Continue o trecho sobre a premiação do festival Olhar de Cinema, em Curitiba, a partir da última frase apresentada.

Trecho da página
# # # # #

Façamos, pois, um exercício imaginário: daqui a vinte anos, já septuagenário, Miguel Gomes aparece com um filme no Festival Internacional de Cinema de Curitiba, e resolve-se laureá-lo com um troféu de “Contribuição Artística”, como se fez com Rita Azevedo Gomes. O que ele dirá?
Quem ganhou uma singela menção honrosa foi o filme “Grace Tomada Única”, da sul-africana Lindiwe Matshikiza. Ela estava ausente, mas sua protagonista, a doméstica e atriz Mothiba Grace Bapela, estava presente para fazer o agradecimento mais festivo e aplaudido da noite. A rechonchuda, generosa e vibrante estrela do país de Mandela nem se incomodou em não receber nada de concreto — nem um diplomazinho (como é que um festival tão milimetricamente organizado como o Olhar de Cinema não cuidou disso??!!!). Ela falou com tamanha euforia, que o argentino Roger Koza, que se dispusera a traduzir seu inglês, preferiu deixá-la transbordar sua alegria, sem interrupções.

# # # # #

Material

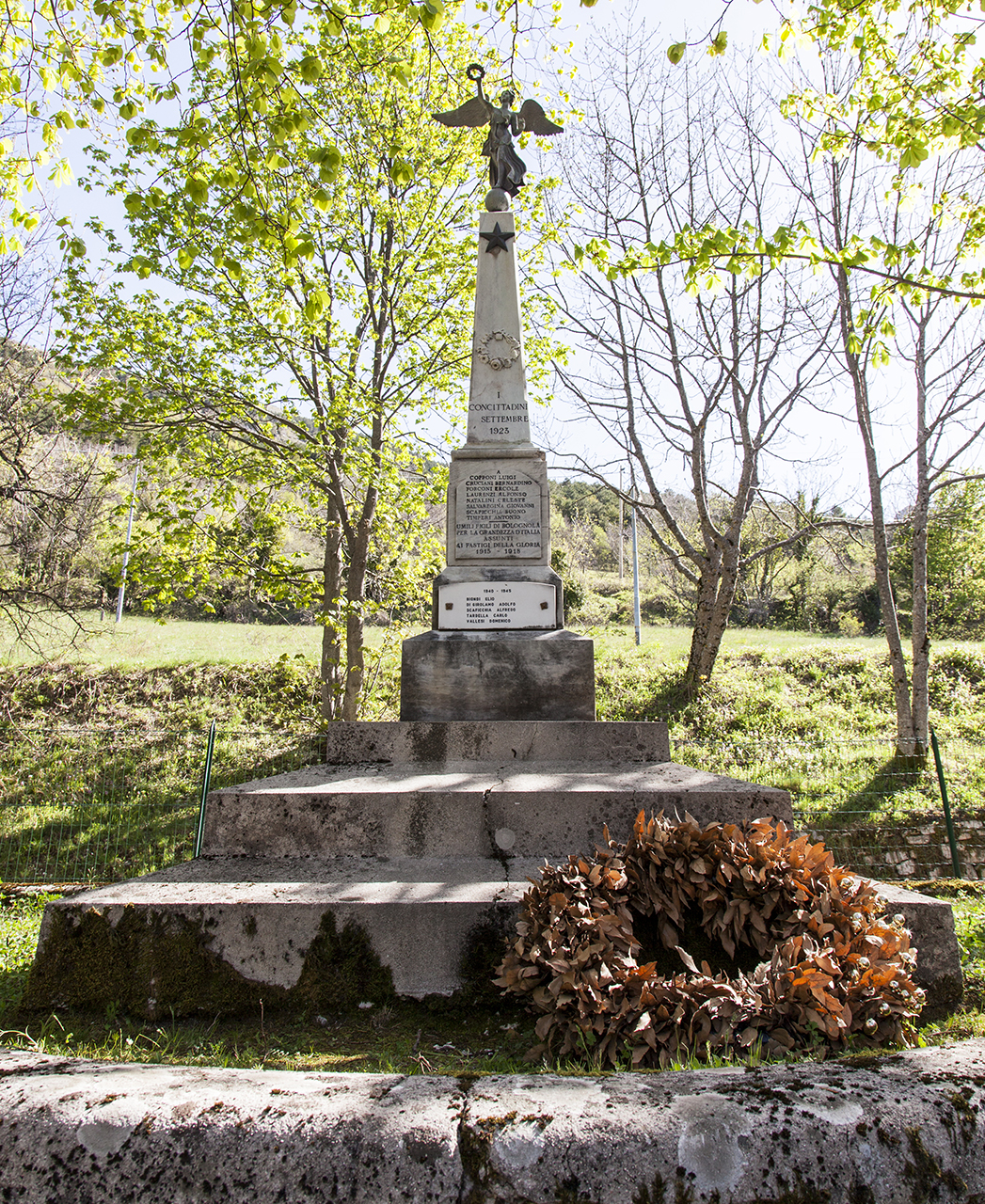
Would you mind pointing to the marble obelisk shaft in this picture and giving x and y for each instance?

# # # # #

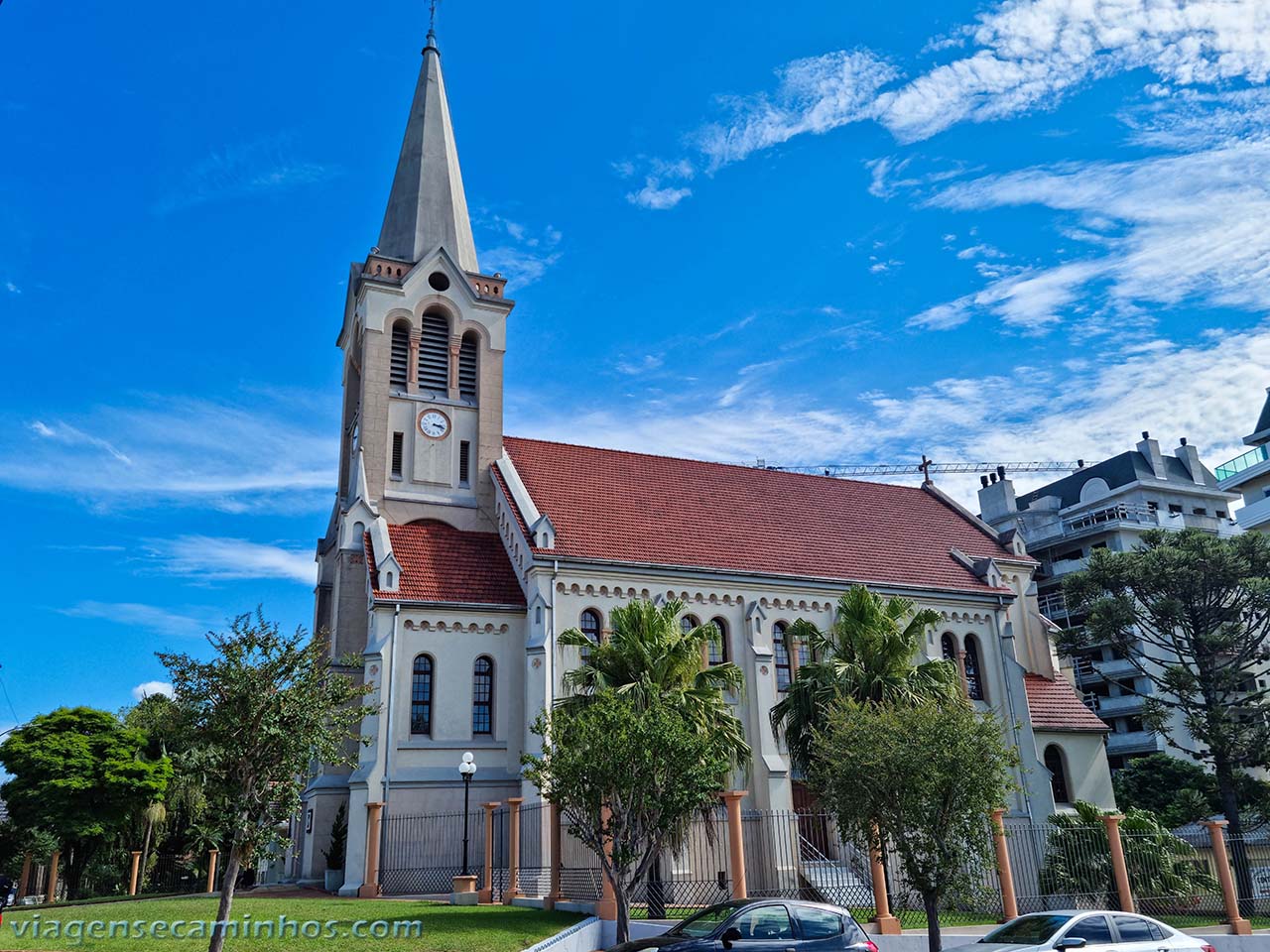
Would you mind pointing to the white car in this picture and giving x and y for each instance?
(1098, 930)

# # # # #

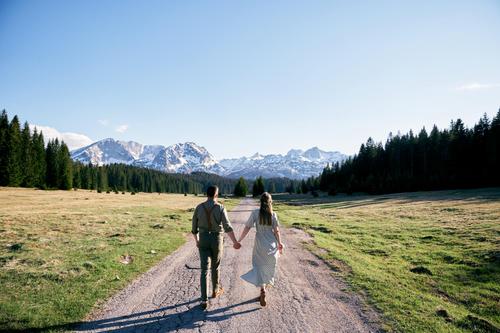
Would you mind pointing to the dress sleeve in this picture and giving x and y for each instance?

# # # # #

Resposta escrita
No IDFA, o poderoso Festival de Documentários de Amsterdã, “One Take Grace” ganhou prêmio de … “Contribuição Artística”. Justíssimo, por tratar-se de filme de diretora estreante, que renovou a cinebiografia de uma mulher saída da pobreza extrema, que entrou, pelas bordas, na tumultuada indústria da publicidade e do cinema sul-africanos, e viveu entre a fama efêmera e a faxina em ricas mansões.
Mais dois filmes vindos de “outras geografias”, ambas muito instigantes, receberam prêmios no Olhar: o chinês “Jet Leg”, da diretora homoafetiva Xinyuan Zheng Lu, que fez seu agradecimento ao lado da namorada, e o cazaque “Poeta”, de Darezhan Omirbayev. Com a cineasta, roteirista e escritora Letícia Simões no júri do segmento “Outros Olhares”, este filme vindo do longínquo Cazaquistão não poderia passar incólume. Autora de “O Chalé é uma Ilha Batida de Vento e Chuva” (sobre o escritor Dalcídio Jurandir) e, ela mesma, dedicada à poesia, como não se sensibilizar com o delicado filme sobre um poeta oriundo dos confins da Ásia Central?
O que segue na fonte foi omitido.